What is asked »
Rewrite the lines below as a numbered list, dropping any blank lines.
--- begin Supplied entries ---
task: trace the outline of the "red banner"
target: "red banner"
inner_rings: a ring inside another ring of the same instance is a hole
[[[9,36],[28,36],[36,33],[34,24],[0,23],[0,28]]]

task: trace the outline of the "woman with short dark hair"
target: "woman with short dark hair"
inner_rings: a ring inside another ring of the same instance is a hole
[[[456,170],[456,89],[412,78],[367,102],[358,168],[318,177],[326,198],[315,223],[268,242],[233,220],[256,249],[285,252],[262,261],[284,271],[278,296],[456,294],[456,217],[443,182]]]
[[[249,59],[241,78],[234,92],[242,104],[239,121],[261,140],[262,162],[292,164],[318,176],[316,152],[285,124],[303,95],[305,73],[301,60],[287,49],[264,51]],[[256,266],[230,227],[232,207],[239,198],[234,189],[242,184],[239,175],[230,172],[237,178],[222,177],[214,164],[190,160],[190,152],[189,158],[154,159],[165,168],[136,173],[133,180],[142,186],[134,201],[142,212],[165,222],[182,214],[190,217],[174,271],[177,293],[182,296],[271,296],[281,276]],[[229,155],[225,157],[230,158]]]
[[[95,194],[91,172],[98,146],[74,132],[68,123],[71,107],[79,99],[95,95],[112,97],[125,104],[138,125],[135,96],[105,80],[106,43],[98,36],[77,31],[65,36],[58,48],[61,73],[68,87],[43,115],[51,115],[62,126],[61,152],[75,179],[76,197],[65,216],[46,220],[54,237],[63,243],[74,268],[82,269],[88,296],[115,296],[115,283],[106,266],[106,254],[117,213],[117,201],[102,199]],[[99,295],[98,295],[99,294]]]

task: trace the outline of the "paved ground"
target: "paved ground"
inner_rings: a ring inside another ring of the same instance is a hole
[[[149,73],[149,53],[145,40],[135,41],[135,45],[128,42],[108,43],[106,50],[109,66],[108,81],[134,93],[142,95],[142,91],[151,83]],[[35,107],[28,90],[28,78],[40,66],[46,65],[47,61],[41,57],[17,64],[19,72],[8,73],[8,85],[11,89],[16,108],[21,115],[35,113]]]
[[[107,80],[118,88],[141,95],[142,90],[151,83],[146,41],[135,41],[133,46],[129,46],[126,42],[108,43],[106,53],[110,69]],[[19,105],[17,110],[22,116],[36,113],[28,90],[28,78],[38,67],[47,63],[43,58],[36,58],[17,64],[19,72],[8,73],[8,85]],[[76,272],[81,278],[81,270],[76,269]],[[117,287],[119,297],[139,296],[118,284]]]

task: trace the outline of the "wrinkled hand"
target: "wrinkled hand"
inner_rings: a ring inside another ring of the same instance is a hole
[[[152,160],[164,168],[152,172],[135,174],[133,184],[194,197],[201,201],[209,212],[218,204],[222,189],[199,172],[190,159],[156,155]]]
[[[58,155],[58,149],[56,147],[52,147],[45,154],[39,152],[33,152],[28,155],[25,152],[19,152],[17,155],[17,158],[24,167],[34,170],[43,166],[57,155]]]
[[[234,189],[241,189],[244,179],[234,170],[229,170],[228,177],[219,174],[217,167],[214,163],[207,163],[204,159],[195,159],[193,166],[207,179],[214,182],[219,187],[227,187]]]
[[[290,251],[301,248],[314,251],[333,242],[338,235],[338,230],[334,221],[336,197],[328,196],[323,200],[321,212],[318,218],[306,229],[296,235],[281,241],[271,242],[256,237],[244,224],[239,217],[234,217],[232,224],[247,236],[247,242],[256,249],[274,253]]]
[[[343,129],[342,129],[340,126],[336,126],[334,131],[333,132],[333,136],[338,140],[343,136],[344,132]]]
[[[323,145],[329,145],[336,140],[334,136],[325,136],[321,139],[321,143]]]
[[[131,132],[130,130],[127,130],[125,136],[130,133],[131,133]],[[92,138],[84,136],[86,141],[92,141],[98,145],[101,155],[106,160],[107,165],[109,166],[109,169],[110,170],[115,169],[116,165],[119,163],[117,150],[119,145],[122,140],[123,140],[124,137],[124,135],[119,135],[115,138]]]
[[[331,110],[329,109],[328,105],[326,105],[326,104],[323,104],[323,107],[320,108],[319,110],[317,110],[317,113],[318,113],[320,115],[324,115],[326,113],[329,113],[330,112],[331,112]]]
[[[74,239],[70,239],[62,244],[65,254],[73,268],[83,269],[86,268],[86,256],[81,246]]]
--- end Supplied entries ---
The reply »
1. task: trace the outline of the "red banner"
2. target: "red banner"
3. inner_rings: a ring inside another ring of the same instance is a hole
4. [[[9,36],[28,36],[36,33],[34,24],[0,23],[0,28]]]
5. task: trace the outline of the "woman with short dark hair"
6. target: "woman with short dark hair"
7. inner_rings: a ring inside another ring of the same instance is a hole
8. [[[456,170],[456,89],[412,78],[367,102],[358,168],[318,177],[326,198],[315,223],[268,242],[233,220],[256,249],[285,252],[262,261],[284,271],[278,296],[456,294],[456,217],[443,182]]]
9. [[[249,59],[241,78],[234,92],[242,104],[239,121],[261,140],[262,162],[292,164],[318,176],[316,152],[285,124],[303,95],[305,73],[301,60],[287,49],[264,51]],[[256,266],[230,227],[232,207],[239,198],[234,189],[242,184],[239,175],[230,172],[237,178],[222,177],[214,164],[190,160],[190,152],[189,158],[154,159],[165,168],[136,173],[133,180],[142,186],[134,201],[142,212],[165,222],[182,214],[190,217],[174,271],[177,293],[182,296],[271,296],[281,276]],[[229,155],[225,157],[230,158]]]
10. [[[95,194],[91,172],[98,146],[74,132],[68,123],[71,107],[79,99],[95,95],[112,97],[125,104],[138,125],[135,96],[105,80],[106,43],[98,36],[77,31],[65,36],[58,48],[61,73],[68,87],[43,115],[51,115],[62,126],[61,152],[75,179],[76,197],[65,216],[46,220],[54,237],[63,243],[74,268],[82,269],[88,296],[115,296],[115,283],[106,266],[106,254],[117,213],[117,201],[102,199]],[[99,295],[98,295],[99,294]]]
11. task: trace the outline of the "paved ground"
12. target: "paved ground"
13. inner_rings: a ring inside another ring of the same instance is a hole
14. [[[149,73],[149,53],[145,40],[135,41],[135,45],[128,42],[108,43],[106,50],[109,66],[108,81],[134,93],[142,95],[142,91],[151,83]],[[35,107],[28,90],[28,78],[40,66],[46,65],[47,61],[41,57],[17,64],[19,72],[8,73],[8,85],[11,89],[16,108],[21,115],[35,113]]]
15. [[[107,80],[118,88],[141,95],[142,90],[151,83],[146,41],[135,41],[133,46],[129,46],[126,42],[108,43],[106,53],[110,69]],[[19,105],[17,110],[22,116],[36,113],[28,90],[28,78],[38,67],[47,63],[43,58],[36,58],[17,64],[19,72],[8,73],[8,85]],[[76,272],[81,278],[81,270],[76,269]],[[117,287],[119,297],[139,296],[118,284]]]
16. task: trace the outline of the "wrinkled hand"
17. target: "wrinkled hand"
18. inner_rings: a ring inside another ring of the same instance is a hole
19. [[[152,160],[164,168],[152,172],[135,174],[133,184],[194,197],[201,201],[209,212],[218,204],[222,189],[199,172],[190,159],[156,155]]]
20. [[[58,155],[58,149],[56,147],[52,147],[45,154],[39,152],[33,152],[28,155],[25,152],[19,152],[17,155],[17,158],[24,167],[34,170],[43,166],[57,155]]]
21. [[[234,189],[241,189],[244,179],[234,170],[229,170],[228,177],[219,174],[217,167],[214,163],[207,163],[204,159],[195,159],[193,166],[207,179],[214,182],[219,187],[227,187]]]
22. [[[290,251],[301,248],[314,251],[333,242],[338,235],[338,230],[334,221],[336,197],[328,196],[323,200],[321,212],[318,218],[306,229],[296,235],[281,241],[271,242],[256,237],[244,224],[239,217],[234,217],[232,224],[247,236],[247,242],[256,249],[274,253]]]
23. [[[343,129],[342,129],[340,126],[336,126],[334,131],[333,132],[333,136],[338,140],[343,136],[344,132]]]
24. [[[323,145],[329,145],[336,140],[334,136],[325,136],[321,139],[321,143]]]
25. [[[131,132],[130,130],[127,130],[125,136],[130,133],[131,133]],[[92,138],[84,136],[86,141],[92,141],[98,145],[101,155],[106,160],[107,165],[109,166],[109,169],[110,170],[115,169],[116,165],[119,163],[117,150],[119,145],[122,140],[123,140],[124,137],[124,135],[119,135],[115,138]]]
26. [[[331,110],[329,109],[328,105],[326,105],[326,104],[323,104],[323,107],[320,108],[319,110],[317,110],[317,113],[318,113],[320,115],[324,115],[326,113],[329,113],[330,112],[331,112]]]
27. [[[74,239],[70,239],[62,244],[65,254],[73,268],[83,269],[86,268],[86,256],[81,246]]]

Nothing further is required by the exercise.